*EXERCISE TASK*. Copy the material below word for word, keeping every line as it stands.

=====

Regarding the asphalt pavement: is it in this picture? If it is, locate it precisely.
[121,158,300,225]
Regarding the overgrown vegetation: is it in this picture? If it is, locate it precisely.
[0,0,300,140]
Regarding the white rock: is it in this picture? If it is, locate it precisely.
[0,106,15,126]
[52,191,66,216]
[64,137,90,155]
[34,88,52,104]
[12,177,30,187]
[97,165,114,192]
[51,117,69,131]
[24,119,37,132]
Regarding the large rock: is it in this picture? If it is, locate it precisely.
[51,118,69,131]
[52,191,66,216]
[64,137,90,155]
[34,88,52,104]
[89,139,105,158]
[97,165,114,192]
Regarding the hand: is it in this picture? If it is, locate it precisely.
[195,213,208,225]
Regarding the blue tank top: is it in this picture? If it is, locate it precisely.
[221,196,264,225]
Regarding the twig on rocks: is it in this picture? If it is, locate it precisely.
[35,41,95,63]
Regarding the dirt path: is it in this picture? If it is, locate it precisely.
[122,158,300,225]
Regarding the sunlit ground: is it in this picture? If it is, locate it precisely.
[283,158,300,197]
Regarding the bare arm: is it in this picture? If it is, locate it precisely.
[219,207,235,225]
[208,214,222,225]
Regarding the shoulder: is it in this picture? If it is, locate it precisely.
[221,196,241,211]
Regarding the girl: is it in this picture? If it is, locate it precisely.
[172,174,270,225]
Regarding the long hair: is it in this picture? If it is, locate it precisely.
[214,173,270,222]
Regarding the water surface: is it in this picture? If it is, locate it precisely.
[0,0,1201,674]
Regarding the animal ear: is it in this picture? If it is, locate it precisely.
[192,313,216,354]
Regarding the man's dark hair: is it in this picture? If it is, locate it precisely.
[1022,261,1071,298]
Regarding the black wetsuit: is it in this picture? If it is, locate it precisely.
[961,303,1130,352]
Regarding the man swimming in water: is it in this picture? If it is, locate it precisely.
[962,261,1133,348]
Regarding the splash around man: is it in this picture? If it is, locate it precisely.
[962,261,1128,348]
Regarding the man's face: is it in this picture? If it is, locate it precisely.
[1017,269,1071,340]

=====

*REPLY*.
Regarding the asphalt pavement: is it in this picture? If it is, locate it precisely.
[121,158,300,225]
Regarding the overgrown vegetation: is it in this picture? If it is, locate it precisely.
[0,0,300,140]
Regarding the white rock: is it in this picture? If it is, locate it precisely.
[0,106,15,126]
[52,191,66,216]
[64,137,90,155]
[34,88,52,104]
[12,177,30,187]
[97,165,114,192]
[51,117,69,131]
[24,119,37,132]
Regarding the large rock: is it in this picture? If it is, locate it precisely.
[51,118,69,131]
[52,191,66,216]
[64,137,90,155]
[34,88,52,104]
[89,139,105,158]
[97,165,114,192]
Regarding the hand: is it in this picture? If it is, locate it precisely.
[195,213,208,225]
Regarding the blue tank top: is it in this picture? If it is, locate it precisely.
[221,196,264,225]
Regarding the twig on rocks: is it in this picture? If it is, locate it precisely.
[35,41,95,63]
Regarding the dirt path: is it in this picture? If it is, locate it precisely.
[122,158,300,225]
Regarding the sunlit ground: is it in this picture? If it is, locate it precisely.
[283,158,300,197]
Regarding the bare arm: is it in this picture? If it is, locate it precisely.
[219,207,235,225]
[208,214,222,225]
Regarding the shoulder: is it in this picture? If it is, locate it precisely.
[221,196,241,211]
Regarding the girl: is it in this picture? If it is, locate it precisely.
[172,174,270,225]
Regarding the long hair: is it in this picture? If it is, locate it precisely.
[214,173,270,222]
Regarding the water surface: is it in this picture? If it is, locate it precisely.
[0,0,1201,674]
Regarding the animal ear: is it in this picture? If it is, locate it precisely.
[192,313,216,354]
Regarding the man's dark hair: is it in this picture? If it is, locate it precisely.
[1022,261,1071,298]
Regarding the black wetsuit: is it in this picture? If it is, locate it precisely.
[961,303,1130,352]
Regarding the man swimming in water: is it in this picture? If it is, locate it precisely.
[962,261,1133,348]
Regarding the splash around man: is it in this picture? If it is, locate it precisely.
[962,261,1128,348]
Regarding the man's face: is it in this picture? If it is, locate it precisely.
[1017,269,1071,340]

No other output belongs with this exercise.